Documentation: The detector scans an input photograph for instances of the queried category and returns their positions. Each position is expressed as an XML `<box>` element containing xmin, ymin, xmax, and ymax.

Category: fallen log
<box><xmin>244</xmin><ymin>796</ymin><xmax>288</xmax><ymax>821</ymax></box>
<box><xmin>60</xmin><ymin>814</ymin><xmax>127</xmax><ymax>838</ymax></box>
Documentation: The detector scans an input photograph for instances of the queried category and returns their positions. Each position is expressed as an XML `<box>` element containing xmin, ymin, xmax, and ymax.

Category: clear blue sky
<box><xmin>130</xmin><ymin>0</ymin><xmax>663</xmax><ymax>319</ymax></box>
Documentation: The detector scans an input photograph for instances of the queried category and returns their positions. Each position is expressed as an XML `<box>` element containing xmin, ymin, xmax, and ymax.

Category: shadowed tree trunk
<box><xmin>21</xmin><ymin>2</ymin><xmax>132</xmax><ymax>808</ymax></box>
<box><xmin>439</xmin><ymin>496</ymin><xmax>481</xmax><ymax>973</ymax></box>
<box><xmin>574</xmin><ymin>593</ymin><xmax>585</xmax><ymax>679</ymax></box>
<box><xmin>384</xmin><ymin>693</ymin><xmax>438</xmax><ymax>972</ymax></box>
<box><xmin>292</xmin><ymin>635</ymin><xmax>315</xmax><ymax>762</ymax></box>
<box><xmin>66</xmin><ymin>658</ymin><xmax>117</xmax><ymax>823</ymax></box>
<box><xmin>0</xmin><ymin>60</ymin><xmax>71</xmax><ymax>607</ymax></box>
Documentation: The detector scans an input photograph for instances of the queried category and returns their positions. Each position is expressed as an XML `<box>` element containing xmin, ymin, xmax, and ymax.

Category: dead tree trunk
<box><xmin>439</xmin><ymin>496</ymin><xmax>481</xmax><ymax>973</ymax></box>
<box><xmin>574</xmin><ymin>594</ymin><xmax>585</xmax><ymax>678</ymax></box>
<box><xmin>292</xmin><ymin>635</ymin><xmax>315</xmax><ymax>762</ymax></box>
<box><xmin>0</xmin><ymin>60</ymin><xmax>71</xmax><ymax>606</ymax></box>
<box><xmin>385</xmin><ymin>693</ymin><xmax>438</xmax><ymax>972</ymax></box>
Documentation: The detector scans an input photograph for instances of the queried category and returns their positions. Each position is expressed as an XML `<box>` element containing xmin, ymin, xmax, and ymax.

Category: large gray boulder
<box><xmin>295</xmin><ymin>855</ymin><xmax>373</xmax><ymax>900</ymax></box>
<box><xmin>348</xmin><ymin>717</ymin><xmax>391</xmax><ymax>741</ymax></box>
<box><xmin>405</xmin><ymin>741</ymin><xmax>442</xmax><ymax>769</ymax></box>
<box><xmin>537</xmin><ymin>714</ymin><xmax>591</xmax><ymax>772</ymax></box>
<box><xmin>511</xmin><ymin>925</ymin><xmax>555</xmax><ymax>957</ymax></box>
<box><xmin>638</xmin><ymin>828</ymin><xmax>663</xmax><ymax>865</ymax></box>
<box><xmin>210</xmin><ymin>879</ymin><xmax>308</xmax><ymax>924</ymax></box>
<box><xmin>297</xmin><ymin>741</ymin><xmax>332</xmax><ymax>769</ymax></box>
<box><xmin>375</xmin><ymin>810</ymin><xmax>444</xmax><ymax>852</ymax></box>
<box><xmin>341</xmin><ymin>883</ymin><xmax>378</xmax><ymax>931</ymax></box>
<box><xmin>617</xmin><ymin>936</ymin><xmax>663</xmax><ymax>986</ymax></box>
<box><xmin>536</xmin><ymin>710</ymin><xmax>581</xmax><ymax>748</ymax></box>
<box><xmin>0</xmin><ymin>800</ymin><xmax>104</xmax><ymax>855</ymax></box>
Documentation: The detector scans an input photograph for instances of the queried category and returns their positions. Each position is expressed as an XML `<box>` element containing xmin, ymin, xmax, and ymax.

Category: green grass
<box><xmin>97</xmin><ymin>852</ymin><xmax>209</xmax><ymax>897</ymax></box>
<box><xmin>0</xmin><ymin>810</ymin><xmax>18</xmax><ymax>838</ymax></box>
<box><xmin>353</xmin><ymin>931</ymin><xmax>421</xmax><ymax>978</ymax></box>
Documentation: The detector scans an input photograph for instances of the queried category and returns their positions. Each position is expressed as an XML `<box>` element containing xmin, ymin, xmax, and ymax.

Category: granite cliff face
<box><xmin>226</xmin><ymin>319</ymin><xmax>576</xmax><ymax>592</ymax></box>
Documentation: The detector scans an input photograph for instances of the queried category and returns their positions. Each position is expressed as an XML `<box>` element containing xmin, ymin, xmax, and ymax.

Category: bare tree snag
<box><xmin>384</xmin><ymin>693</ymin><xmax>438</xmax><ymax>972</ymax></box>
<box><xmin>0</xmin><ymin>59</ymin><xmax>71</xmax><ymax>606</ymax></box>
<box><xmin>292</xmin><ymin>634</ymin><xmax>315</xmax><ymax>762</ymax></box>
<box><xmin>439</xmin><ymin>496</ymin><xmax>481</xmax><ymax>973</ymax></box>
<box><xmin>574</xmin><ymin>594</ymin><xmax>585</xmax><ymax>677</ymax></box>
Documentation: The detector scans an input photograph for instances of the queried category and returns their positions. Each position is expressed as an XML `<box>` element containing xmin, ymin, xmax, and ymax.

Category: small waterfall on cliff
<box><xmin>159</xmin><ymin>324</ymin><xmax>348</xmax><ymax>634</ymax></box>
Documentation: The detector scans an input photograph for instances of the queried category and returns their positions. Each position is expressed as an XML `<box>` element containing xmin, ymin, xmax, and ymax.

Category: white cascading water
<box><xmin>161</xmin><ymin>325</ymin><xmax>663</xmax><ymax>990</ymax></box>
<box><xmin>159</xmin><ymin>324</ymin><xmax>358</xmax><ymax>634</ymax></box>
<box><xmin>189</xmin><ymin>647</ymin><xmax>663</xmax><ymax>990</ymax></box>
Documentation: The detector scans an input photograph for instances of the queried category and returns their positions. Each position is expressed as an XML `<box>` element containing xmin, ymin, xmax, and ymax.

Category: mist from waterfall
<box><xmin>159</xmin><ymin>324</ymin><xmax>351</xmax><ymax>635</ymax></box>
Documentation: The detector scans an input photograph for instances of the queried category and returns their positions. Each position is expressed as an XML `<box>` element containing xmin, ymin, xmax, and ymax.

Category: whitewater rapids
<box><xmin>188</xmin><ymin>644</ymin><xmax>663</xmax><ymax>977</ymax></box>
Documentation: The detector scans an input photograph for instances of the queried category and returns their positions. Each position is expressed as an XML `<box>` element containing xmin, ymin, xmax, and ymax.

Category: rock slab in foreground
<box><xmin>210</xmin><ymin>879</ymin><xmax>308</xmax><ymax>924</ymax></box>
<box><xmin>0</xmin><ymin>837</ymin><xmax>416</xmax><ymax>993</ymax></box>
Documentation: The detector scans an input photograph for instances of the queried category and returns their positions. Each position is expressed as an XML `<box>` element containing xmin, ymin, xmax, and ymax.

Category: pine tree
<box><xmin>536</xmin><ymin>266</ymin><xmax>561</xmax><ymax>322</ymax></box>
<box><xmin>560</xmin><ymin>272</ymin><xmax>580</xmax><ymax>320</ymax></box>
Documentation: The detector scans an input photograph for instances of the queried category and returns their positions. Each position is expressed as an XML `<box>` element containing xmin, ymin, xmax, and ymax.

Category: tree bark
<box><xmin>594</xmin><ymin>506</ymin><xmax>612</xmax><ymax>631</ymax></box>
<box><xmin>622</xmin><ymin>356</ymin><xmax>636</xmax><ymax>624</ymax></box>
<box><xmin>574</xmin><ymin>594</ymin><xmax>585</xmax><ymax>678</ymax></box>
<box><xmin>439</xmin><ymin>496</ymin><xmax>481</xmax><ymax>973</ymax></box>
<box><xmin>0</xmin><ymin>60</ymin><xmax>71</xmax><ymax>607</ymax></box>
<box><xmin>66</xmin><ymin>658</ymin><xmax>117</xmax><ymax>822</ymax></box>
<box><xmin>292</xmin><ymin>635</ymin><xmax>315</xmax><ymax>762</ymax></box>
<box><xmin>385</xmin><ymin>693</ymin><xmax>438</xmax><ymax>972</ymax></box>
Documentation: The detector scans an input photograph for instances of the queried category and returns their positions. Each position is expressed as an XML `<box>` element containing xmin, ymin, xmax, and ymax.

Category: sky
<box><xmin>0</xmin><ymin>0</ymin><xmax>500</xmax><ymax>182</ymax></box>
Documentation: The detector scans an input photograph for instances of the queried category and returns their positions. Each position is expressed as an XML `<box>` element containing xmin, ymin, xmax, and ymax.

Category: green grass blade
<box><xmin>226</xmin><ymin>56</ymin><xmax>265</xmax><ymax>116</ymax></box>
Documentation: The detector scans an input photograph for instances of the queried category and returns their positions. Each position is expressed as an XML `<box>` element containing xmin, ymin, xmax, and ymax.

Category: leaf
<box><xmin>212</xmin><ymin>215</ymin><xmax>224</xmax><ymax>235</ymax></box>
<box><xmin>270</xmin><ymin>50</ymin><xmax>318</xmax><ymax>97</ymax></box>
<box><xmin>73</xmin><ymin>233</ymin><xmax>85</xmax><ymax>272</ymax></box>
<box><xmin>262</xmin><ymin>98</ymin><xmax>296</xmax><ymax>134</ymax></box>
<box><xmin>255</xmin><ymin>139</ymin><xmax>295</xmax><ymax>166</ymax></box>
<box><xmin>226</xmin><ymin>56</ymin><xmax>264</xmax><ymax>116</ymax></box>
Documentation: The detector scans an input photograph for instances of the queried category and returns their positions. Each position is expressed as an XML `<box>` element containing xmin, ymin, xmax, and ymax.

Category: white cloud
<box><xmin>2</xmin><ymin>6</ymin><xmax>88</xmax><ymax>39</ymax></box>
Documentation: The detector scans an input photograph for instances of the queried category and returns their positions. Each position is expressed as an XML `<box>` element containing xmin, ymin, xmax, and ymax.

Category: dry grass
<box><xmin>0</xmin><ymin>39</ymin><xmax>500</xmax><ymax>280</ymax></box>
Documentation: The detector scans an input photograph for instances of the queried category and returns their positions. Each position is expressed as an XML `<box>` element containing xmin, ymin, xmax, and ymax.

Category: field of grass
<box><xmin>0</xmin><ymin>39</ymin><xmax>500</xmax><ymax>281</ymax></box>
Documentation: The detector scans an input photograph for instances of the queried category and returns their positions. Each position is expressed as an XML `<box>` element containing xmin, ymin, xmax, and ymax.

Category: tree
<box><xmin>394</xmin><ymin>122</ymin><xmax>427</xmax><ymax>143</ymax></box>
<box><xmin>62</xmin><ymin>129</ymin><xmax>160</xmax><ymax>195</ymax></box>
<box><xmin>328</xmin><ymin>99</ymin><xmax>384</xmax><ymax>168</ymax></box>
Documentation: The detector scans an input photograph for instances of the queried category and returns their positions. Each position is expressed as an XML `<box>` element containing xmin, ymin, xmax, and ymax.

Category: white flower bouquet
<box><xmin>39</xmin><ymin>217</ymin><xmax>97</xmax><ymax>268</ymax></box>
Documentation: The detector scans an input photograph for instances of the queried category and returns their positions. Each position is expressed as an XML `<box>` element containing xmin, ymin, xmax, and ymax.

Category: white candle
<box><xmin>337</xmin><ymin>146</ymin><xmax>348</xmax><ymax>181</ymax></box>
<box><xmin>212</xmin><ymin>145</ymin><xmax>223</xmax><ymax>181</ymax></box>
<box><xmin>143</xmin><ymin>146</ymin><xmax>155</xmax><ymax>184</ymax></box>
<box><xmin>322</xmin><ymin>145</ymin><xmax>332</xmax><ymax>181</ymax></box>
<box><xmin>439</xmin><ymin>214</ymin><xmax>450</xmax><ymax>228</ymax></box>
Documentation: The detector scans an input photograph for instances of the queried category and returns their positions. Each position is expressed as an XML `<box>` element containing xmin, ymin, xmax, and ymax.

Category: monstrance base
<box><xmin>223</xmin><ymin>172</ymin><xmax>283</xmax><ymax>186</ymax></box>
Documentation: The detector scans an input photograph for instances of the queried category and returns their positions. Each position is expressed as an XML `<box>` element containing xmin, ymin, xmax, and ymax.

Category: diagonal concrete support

================

Pull out each line in the records above that contains the word "trunk". Treat uppercase and lowercase as different.

Category: shadowed tree trunk
Category: dead tree trunk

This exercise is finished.